- Short exercise 1
From the Shola Aur Shabnam article, output the part that opens with the words containing "Juhi Chawla was" and closes with "for Khel instead.", copied word for word.
- Short exercise 2
Using the Shola Aur Shabnam article, explain in one to three sentences why Divya Bharti's acting debut was not this film.

- Selected text
## Begin

- Poster
- Directed by: David Dhawan
- Written by: Screenplay: Rajeev Kaul Praful Parekh Dialogues: Anees Bazmee
- Produced by: Pahlaj Nihalani
- Starring: Govinda; Divya Bharti;
- Cinematography: Siba Mishra
- Edited by: David Dhawan
- Music by: Songs: Bappi Lahiri Lyrics: Anjaan Govinda
- Distributed by: Chiragdeep International
- Release date: 23 January 1992;
- Running time: 175 minutes
- Country: India
- Language: Hindi
- Box office: ₹10.7 crore (equivalent to ₹82 crore or US$8.6 million in 2023)

= Shola Aur Shabnam (1992 film) =

Indian action romantic comedy film

Shola Aur Shabnam is a 1992 Indian Hindi-language action romantic comedy film directed and edited by David Dhawan and written by Anees Bazmee, Rajeev Kaul and Praful Parekh. It stars Govinda, Divya Bharti, with Gulshan Grover, Mohnish Behl, Aloknath, Bindu, Anupam Kher. The film revolves around the travails of a NCC student Karan (Govinda).

Initially titled Khiladi, the film was meant to be the debut film of Divya Bharti. But it was delayed owing to censorship problems. She then made her acting debut with the Telugu film Bobbili Raja. Siba Mishra handled the cinematography, while David Dhawan directed as well as edited the film. Anees Bazmee, Praful Parekh and Rajiv Kaul penned the screenplay. Bappi Lahiri composed the music. Govinda made his singing debut with this film. He sang the song “Gori Gori O Banke Chhori” in this film and he also wrote the lyrics himself. It was distributed by Nihalani's banner, Chiragdeep International.

Juhi Chawla was first to be signed in this film. But Divya Bharti was signed in this film only at the behest of Govinda.

The film became the huge commercial success and fourth highest-grossing Indian film of 1992, it grossed about ₹10.7 crore (US$9.3 million) and provided breakthrough to its cast members. Anupam Kher received acclaim for his portrayal of Major Indramohan Lathi and was nominated for Best Comic Actor at the 38th Filmfare Awards, but won for Khel instead.

## End

- Data excerpt
## Begin

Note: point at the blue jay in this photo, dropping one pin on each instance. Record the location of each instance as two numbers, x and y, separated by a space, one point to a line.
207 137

## End

- Complete response 1
Juhi Chawla was first to be signed in this film. But Divya Bharti was signed in this film only at the behest of Govinda.

The film became the huge commercial success and fourth highest-grossing Indian film of 1992, it grossed about ₹10.7 crore (US$9.3 million) and provided breakthrough to its cast members. Anupam Kher received acclaim for his portrayal of Major Indramohan Lathi and was nominated for Best Comic Actor at the 38th Filmfare Awards, but won for Khel instead.

- Complete response 2
The film, first titled Khiladi, was meant to be Divya Bharti's debut, but it was delayed by censorship problems. She instead made her acting debut with the Telugu film Bobbili Raja.